----- SELECTED PASSAGE
I'm hoping my experience with RSD and also with Nucynta may help someone else somewhere along the line. I've posted some about the struggle I've had in the past several years. I had done many injections, infusions, procedures and many medications with very little relief from the pain.
A few weeks ago I was put on Nucynta. It's a fairly new drug and has been compared to oxycodone and other opioids as far as pain relief goes. From my first dose of Nucynta, I got tremendous pain relief. Unfortunately, I also experienced EXTREME side effects that were beyond uncomfortable and also, at times frightening. I was in contact with my pain doctor and the pharmacist several times throughout the nearly 2 weeks I was on it. I was told it could take up to 2 weeks for it to "metabolize" and for the side effects to diminish. Because it's a new med and there's not a lot of information out there, I thought this may help someone in some way.
Side effects: All side effects I had were extremely severe. With the first dose, I was very out of it, nodding off, and having hallucinations and vivid bad dreams. Thankfully, that was only a one-time thing. The rest of the side effects got worse with each dose I took. The list is long: dry mouth and throat (having trouble swallowing,) terrible anxiety/agitation, muscle weakness/shakiness in legs, hands trembling, nausea, extreme vomiting and retching (every 20 minutes on one day,) heart racing, perception of time totally off, felt like all my nerves were on fire and on edge, short-tempered, serious insomnia, jitteriness, and overall weakness.
The pharmacist said that while my side effects were very severe, they weren't abnormal. After being on it nearly 2 weeks, though, I couldn't take it anymore. I was put back on oxycodone at a low dose, and from the first dose of that, the side effects began to diminish. It was a whole week, though, before they totally resolved.
What's interesting is that after over 5 years of terrible pain that wasn't relieved by high doses of long and short-acting narcotics, Cymbalta, Ativan and Ambien, is that I am nearly pain free. The doctor is hopeful that since it's been over a week with no recurrence of the RSD pain that it's possible that the sympathetic nerve was "reset." She's looking into this to see if any of her colleagues across the country have had any patients that had side effects as badly as I did or if they've had the response I've had. When we decided that I needed to stop taking it, I figured the pain would come back but it hasn't.
I can't even explain how I feel right now. I was at the point where my pain had been, on average at a 6 to 8 most days, despite pain meds. All of the things that I've had trouble doing over the last 5 years are now effortless and using my hand does not cause any pain flare-ups. I was at the point that driving was difficult, as was cooking, laundry or anything that used my hand. The last six months had been particularly bad, and so many times I thought, "Is this what every day of the rest of my life is going to be like?" I was finding it hard to interact with people. So much energy is spent trying to work through the pain that even things like having a conversation was difficult. The worst part was that I wasn't enjoying my kids. I couldn't go to their activities or hang out with them at the beach or watching moves. The pain had been so bad it was at the point it was all-consuming.
----------
----- THE DATA
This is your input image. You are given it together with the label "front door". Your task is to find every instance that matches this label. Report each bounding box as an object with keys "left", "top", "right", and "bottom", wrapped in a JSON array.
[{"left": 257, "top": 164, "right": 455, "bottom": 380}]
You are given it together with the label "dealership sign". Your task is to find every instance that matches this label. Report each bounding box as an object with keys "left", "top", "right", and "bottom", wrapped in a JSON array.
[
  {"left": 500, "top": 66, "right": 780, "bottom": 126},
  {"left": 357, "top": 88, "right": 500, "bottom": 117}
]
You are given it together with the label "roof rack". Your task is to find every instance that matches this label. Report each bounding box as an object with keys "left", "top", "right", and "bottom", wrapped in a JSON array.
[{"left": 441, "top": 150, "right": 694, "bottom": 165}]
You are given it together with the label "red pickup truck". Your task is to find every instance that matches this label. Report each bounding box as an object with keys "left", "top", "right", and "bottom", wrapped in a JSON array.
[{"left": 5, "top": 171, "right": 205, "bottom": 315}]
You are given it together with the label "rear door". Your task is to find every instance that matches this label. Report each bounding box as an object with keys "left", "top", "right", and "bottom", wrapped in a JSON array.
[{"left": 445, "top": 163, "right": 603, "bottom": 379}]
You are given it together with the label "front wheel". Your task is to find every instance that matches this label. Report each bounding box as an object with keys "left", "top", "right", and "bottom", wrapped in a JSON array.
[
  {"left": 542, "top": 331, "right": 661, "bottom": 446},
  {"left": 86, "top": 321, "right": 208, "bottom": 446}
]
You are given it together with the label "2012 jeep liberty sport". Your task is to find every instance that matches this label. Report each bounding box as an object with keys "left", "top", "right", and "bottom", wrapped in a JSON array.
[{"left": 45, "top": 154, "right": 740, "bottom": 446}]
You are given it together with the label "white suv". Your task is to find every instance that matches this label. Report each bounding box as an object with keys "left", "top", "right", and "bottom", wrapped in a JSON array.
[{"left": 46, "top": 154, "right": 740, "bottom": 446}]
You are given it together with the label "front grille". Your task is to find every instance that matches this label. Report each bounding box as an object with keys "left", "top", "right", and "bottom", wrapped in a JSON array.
----------
WORK REQUIRED:
Rewrite everything in the Nucynta account from "What's interesting is" down to "but it hasn't.", putting "peers" in place of "colleagues".

RESPONSE BOX:
What's interesting is that after over 5 years of terrible pain that wasn't relieved by high doses of long and short-acting narcotics, Cymbalta, Ativan and Ambien, is that I am nearly pain free. The doctor is hopeful that since it's been over a week with no recurrence of the RSD pain that it's possible that the sympathetic nerve was "reset." She's looking into this to see if any of her peers across the country have had any patients that had side effects as badly as I did or if they've had the response I've had. When we decided that I needed to stop taking it, I figured the pain would come back but it hasn't.